Data records
>>>

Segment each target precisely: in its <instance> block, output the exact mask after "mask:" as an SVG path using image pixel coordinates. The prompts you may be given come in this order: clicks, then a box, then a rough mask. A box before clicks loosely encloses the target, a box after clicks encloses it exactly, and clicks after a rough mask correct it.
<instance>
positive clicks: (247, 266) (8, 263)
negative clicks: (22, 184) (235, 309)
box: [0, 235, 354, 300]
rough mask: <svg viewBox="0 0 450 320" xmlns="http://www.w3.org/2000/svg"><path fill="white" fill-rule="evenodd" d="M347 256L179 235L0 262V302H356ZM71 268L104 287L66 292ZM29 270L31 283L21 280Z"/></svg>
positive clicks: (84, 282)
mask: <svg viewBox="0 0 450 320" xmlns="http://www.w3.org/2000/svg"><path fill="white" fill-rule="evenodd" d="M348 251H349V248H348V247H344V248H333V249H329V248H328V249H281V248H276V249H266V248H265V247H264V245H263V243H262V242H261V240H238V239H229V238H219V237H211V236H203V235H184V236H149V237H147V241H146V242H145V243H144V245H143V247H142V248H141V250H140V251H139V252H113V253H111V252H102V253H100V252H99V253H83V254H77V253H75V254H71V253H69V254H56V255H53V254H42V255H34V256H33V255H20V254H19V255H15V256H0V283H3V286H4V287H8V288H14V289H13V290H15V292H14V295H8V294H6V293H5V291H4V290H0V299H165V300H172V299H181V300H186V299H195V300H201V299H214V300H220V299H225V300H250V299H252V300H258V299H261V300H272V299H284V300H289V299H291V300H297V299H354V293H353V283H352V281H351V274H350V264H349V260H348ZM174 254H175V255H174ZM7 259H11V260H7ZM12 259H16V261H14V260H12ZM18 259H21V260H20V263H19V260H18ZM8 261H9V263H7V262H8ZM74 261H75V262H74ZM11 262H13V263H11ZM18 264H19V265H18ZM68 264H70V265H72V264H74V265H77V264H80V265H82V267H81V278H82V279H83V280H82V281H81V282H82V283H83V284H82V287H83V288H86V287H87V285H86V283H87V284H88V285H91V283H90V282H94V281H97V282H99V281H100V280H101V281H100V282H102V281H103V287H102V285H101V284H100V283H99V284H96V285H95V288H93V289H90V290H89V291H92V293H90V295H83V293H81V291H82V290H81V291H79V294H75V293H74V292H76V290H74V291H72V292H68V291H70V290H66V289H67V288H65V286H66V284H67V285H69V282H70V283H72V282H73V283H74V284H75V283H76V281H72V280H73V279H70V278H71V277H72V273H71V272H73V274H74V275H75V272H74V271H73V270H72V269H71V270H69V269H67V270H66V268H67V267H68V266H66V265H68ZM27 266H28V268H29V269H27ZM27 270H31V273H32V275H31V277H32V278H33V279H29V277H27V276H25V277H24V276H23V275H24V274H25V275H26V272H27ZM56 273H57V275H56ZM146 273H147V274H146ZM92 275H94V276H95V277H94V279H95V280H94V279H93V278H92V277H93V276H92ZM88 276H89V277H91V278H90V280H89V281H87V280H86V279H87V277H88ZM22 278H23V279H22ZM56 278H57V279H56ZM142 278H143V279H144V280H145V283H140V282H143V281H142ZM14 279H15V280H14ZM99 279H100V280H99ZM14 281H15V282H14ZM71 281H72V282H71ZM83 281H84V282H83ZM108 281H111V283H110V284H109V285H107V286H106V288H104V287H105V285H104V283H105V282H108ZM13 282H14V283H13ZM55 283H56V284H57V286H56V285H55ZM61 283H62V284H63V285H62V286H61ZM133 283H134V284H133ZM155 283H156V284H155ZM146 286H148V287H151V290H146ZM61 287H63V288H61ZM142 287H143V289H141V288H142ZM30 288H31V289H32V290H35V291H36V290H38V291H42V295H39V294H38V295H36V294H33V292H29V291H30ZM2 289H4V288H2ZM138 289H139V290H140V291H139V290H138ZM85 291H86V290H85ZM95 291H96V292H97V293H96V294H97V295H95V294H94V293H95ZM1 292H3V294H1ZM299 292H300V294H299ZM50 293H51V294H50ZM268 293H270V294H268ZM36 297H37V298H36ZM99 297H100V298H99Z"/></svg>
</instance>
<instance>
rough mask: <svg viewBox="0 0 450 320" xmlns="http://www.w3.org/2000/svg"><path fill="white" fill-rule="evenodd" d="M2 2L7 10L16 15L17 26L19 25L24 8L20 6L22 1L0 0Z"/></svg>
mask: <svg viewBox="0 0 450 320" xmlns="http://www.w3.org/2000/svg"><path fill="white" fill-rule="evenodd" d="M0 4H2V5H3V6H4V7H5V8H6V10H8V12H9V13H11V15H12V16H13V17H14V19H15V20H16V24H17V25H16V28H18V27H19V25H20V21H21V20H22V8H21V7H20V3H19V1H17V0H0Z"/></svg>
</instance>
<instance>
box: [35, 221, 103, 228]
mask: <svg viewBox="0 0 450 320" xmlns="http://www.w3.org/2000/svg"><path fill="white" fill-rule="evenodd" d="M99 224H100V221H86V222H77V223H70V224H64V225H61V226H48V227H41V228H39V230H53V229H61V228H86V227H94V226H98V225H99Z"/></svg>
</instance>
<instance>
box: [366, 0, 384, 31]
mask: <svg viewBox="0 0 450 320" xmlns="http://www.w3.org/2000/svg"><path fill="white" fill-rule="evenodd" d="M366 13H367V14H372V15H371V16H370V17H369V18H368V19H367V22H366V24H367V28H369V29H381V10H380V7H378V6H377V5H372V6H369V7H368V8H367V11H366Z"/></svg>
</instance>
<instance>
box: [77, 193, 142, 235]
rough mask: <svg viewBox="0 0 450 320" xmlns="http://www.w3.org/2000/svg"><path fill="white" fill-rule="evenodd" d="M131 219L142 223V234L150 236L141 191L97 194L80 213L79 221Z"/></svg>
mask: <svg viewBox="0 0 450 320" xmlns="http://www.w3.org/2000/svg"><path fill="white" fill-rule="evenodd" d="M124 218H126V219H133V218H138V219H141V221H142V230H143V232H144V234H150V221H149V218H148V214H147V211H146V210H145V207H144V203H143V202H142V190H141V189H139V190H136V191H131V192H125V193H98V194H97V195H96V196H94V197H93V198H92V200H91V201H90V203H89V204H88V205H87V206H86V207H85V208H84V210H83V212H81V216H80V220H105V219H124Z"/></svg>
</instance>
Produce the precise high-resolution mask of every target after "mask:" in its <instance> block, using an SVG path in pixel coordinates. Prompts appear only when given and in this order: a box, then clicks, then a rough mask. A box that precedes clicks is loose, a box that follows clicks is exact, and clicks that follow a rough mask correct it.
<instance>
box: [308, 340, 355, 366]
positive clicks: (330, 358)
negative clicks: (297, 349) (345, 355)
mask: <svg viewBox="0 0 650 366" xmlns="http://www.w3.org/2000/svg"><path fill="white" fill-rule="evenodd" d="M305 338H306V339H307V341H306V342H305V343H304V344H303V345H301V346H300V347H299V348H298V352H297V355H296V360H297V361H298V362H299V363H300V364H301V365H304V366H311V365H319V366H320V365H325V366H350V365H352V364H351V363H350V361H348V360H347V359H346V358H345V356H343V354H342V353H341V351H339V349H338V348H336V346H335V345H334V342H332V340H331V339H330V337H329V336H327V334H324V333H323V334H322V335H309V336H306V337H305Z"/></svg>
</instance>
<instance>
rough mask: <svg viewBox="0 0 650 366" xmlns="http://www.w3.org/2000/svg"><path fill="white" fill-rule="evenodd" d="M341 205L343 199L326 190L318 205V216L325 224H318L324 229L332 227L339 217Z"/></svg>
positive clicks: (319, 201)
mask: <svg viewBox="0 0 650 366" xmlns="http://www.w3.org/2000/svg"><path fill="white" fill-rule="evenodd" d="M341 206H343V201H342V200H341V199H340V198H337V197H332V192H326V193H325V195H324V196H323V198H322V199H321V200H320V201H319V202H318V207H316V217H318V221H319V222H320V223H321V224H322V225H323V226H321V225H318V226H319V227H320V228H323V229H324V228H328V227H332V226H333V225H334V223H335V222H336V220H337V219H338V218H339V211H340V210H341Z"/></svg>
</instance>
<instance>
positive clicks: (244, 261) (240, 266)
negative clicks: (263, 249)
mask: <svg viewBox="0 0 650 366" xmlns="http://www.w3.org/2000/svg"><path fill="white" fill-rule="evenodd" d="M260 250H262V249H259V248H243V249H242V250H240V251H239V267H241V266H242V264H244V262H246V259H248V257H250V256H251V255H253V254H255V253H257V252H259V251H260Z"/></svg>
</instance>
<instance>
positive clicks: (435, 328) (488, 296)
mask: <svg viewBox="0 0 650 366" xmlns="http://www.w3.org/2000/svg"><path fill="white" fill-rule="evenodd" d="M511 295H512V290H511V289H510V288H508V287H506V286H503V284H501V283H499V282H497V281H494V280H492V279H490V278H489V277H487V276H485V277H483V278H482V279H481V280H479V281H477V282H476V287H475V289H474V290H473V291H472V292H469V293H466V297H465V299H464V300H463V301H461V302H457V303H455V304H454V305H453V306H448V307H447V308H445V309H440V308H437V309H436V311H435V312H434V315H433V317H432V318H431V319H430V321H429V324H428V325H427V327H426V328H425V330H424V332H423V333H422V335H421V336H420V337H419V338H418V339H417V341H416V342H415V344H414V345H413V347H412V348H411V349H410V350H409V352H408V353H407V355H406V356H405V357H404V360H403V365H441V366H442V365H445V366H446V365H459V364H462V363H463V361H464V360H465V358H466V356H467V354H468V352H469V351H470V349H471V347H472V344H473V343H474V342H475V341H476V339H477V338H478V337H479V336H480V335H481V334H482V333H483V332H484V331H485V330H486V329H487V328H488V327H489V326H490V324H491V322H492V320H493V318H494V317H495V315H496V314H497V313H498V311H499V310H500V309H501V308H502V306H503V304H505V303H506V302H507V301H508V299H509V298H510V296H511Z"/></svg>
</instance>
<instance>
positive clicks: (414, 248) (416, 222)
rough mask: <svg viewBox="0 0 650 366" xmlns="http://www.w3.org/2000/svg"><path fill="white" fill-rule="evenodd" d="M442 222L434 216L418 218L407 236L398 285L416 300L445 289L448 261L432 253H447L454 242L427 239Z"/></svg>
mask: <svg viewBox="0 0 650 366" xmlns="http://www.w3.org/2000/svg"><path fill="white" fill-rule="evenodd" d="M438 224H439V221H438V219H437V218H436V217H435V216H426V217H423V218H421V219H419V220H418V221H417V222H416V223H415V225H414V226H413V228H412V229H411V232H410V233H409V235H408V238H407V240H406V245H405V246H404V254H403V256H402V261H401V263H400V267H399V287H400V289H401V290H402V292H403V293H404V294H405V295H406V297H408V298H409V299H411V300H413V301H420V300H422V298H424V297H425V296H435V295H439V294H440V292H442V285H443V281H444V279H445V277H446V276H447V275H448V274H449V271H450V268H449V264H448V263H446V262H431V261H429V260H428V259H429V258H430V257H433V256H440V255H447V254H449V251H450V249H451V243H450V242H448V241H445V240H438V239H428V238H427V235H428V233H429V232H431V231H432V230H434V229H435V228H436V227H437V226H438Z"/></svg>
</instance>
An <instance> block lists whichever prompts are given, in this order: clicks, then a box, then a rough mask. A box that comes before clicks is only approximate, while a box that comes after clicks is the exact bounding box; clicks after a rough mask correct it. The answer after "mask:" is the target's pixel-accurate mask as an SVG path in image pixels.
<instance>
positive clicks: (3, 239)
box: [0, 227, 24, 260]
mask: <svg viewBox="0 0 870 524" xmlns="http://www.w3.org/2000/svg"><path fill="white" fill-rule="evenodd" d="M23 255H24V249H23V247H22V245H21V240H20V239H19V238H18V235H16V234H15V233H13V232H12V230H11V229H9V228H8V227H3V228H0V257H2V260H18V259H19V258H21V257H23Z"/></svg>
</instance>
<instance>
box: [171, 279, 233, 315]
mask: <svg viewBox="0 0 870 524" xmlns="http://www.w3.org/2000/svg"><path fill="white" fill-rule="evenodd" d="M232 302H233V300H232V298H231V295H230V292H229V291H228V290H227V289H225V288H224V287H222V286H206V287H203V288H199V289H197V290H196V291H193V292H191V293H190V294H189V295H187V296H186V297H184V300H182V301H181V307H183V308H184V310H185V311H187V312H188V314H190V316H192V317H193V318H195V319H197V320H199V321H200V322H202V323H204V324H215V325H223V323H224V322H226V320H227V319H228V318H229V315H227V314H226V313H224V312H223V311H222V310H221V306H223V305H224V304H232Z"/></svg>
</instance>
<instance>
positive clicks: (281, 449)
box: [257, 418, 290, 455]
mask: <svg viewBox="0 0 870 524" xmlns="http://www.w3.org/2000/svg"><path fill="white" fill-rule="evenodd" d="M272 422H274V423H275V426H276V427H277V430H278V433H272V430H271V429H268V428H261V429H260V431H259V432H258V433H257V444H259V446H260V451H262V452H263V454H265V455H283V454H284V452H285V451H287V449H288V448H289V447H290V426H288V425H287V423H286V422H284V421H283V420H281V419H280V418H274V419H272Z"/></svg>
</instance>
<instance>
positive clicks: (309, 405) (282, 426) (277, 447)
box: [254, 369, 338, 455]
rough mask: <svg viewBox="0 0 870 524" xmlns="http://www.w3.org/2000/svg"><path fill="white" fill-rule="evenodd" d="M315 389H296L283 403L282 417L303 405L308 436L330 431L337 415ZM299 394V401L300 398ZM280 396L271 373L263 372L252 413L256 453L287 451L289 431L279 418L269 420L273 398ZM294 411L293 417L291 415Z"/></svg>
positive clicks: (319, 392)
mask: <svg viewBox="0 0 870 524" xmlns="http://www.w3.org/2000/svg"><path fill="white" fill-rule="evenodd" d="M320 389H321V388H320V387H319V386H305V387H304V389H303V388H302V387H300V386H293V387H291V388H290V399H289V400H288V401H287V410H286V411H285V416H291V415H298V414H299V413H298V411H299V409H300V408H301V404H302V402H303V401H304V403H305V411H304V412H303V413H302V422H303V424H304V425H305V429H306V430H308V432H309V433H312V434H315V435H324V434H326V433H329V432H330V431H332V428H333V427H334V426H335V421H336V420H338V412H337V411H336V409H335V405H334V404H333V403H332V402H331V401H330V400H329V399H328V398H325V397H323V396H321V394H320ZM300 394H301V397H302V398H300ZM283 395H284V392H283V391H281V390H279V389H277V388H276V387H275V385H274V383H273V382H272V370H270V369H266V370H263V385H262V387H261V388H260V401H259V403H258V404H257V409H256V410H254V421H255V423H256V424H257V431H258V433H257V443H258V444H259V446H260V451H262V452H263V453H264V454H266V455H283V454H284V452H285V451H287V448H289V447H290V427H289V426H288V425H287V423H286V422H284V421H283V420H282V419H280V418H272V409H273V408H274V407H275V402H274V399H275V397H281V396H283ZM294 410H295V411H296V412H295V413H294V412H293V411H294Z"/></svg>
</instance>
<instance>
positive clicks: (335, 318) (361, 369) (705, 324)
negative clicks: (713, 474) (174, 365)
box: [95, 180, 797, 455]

<<<

◆ **Your goal**
Only the lines from the beginning of the data above through the line containing "positive clicks: (247, 266) (8, 263)" should be repeated, exactly as they appear.

◆ **Response to this exercise**
Segment each target precisely: in its <instance> block, output the exact mask after "mask:" as an SVG path using image pixel coordinates. The prompts you may be given come in this order: clicks, then a box, then a rough mask. A box before clicks loosely encloses the target, a box after clicks encloses it exactly, and clicks after a rough mask correct it.
<instance>
positive clicks: (247, 266) (8, 263)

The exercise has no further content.